(Source records)

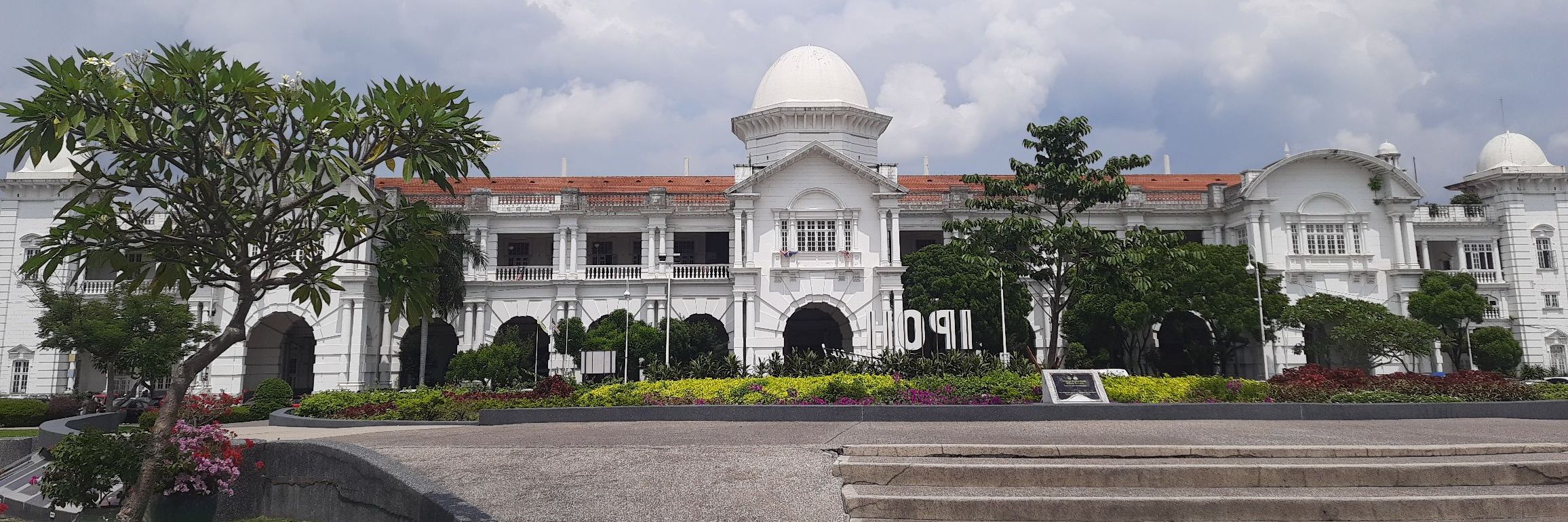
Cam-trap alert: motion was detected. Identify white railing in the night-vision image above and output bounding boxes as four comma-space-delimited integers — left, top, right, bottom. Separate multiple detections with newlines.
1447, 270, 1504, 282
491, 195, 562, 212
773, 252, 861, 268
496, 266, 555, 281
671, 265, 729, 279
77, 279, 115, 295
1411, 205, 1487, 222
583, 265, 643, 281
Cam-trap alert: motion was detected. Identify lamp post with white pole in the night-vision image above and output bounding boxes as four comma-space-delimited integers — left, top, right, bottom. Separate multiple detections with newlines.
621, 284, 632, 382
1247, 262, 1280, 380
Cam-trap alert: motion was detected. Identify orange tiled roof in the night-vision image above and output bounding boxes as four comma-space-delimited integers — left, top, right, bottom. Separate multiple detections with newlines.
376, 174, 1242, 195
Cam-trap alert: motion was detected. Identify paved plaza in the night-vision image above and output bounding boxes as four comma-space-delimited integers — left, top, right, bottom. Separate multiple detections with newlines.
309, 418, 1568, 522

---

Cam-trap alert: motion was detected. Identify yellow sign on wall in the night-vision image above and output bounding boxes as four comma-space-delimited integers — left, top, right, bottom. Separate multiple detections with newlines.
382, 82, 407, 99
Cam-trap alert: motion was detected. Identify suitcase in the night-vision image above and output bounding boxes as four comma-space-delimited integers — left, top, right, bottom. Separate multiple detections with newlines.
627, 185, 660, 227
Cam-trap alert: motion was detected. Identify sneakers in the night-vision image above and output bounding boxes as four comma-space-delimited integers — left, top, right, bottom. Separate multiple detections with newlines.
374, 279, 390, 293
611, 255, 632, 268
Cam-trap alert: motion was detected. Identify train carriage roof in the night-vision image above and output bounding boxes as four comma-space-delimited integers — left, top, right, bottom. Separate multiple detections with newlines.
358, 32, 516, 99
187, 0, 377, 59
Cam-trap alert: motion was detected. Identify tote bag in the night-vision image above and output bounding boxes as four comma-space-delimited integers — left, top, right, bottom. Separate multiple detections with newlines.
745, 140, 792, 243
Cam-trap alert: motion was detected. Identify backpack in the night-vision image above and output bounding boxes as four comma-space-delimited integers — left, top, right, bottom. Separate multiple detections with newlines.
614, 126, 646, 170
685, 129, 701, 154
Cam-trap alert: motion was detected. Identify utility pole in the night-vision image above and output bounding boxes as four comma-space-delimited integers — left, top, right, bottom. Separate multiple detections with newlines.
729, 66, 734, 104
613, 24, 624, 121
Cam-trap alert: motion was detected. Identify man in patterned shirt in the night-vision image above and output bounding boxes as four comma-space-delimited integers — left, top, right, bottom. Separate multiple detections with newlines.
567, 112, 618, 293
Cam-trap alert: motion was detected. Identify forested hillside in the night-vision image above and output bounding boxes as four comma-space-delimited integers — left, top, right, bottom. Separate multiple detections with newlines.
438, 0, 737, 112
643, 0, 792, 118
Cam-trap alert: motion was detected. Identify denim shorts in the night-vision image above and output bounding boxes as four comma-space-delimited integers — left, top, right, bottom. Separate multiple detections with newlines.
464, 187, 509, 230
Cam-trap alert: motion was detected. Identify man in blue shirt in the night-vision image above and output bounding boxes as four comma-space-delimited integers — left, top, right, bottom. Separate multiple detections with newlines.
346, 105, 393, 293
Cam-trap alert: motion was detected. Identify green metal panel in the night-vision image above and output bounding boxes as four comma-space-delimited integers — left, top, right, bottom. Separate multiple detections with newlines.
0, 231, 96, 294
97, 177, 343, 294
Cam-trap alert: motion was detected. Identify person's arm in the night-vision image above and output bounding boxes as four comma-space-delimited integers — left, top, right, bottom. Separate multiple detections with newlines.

*Given exercise*
Turn the lines of the material starting at the line containing "Cam-trap alert: motion was detected. Identify white" and ending at the line containing "1447, 270, 1504, 282" into a Markdown table with the columns Row and Text. Number each line in Row, put the line itself in Text, and leave out blank lines.

*Solution to this problem*
| Row | Text |
|---|---|
| 1 | Cam-trap alert: motion was detected. Identify white railing in the night-vision image above and output bounding boxes as four comma-space-delimited integers — left, top, right, bottom. Separate multiple detections with newlines. |
| 2 | 1447, 270, 1504, 282 |